> **ENTRIES SHOWN**
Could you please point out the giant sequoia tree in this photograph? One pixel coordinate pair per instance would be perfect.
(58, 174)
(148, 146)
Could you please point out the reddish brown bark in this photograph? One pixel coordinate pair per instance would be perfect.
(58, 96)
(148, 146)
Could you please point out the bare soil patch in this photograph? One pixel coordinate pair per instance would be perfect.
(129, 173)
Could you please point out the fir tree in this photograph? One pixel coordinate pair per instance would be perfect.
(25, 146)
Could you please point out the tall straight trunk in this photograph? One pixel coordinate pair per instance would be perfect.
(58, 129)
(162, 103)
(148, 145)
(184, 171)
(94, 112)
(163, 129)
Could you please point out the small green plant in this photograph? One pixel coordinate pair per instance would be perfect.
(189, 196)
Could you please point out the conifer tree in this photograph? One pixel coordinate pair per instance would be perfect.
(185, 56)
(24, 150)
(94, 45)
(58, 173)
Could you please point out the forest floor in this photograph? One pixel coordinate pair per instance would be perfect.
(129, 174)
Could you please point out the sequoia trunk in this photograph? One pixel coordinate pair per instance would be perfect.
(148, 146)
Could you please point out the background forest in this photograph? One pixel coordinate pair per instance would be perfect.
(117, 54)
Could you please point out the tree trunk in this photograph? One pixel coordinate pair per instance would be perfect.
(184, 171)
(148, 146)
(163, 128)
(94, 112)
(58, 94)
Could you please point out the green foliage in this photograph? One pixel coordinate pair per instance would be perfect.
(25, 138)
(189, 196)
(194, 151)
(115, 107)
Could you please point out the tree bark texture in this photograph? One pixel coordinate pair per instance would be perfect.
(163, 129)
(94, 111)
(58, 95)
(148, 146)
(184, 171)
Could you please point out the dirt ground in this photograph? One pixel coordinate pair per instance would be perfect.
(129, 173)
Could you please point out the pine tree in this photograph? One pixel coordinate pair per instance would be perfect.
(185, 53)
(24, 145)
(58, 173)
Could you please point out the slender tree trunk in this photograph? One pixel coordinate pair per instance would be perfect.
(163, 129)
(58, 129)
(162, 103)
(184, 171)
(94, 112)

---

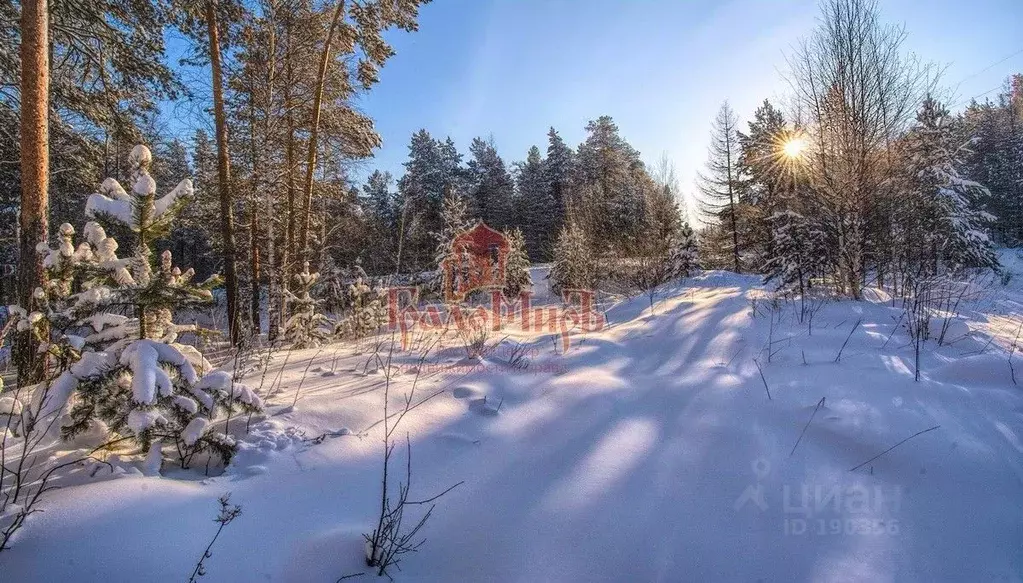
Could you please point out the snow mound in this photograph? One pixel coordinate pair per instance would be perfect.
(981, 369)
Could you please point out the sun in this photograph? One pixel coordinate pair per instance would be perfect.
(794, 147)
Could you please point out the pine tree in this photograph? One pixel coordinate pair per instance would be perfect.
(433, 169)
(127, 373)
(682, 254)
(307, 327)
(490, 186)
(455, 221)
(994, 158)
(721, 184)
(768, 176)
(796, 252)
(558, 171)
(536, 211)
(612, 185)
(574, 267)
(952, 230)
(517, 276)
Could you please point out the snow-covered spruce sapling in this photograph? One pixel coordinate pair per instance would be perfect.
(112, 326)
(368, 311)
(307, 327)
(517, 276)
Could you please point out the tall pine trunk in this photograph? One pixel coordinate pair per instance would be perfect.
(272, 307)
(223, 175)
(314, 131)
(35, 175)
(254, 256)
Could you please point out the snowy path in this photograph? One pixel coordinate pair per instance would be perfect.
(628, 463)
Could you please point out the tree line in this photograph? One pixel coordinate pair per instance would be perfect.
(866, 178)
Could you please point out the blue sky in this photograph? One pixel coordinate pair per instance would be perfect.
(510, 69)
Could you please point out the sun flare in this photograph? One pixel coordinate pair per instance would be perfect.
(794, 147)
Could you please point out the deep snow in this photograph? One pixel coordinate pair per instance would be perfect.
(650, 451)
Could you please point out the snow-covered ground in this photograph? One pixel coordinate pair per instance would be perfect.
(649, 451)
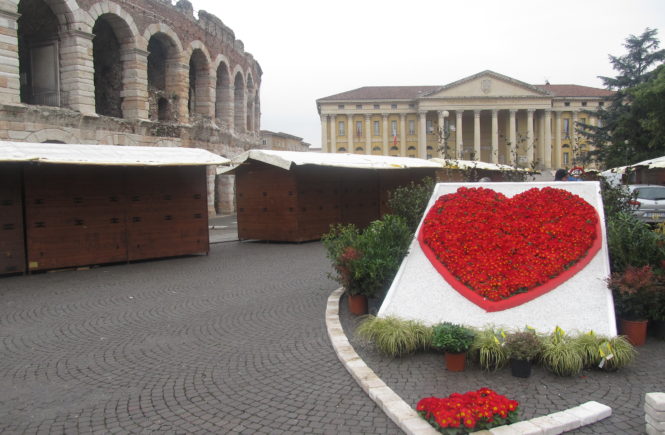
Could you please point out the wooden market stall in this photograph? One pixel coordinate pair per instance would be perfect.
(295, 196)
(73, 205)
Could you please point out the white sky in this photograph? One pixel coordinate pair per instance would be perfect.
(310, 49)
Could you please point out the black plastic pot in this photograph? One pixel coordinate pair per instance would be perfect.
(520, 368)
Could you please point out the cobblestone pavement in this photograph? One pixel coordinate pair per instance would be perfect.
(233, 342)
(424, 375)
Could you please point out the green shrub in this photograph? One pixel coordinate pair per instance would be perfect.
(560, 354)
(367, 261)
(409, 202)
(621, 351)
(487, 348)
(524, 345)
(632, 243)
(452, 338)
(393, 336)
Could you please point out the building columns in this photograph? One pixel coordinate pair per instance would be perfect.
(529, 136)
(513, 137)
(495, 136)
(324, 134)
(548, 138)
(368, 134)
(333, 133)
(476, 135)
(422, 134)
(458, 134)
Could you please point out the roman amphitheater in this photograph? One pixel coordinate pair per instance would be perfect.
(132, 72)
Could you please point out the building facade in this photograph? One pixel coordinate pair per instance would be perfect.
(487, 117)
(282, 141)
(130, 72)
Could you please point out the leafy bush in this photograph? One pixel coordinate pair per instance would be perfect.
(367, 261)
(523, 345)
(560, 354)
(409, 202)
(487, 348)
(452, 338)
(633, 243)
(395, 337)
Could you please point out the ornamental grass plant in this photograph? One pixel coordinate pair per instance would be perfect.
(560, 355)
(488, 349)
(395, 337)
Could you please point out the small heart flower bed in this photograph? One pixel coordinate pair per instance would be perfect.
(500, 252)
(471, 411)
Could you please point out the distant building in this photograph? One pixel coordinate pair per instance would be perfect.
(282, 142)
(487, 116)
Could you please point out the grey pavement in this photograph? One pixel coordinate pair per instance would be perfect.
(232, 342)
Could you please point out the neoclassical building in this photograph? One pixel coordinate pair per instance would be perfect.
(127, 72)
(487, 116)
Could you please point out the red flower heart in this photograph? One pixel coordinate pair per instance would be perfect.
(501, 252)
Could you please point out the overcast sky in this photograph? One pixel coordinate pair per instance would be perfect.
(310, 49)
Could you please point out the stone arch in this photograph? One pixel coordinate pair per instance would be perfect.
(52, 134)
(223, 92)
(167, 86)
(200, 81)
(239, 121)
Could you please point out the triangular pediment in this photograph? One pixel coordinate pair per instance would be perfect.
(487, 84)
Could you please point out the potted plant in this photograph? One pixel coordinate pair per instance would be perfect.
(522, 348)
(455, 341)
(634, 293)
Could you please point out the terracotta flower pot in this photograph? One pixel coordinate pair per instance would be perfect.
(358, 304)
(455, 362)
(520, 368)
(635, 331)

> **TASK**
Count the lines above that contain the word "pavement", matching case exactly, and reply with the number alone.

> **SOLUTION TO THE PROBLEM**
2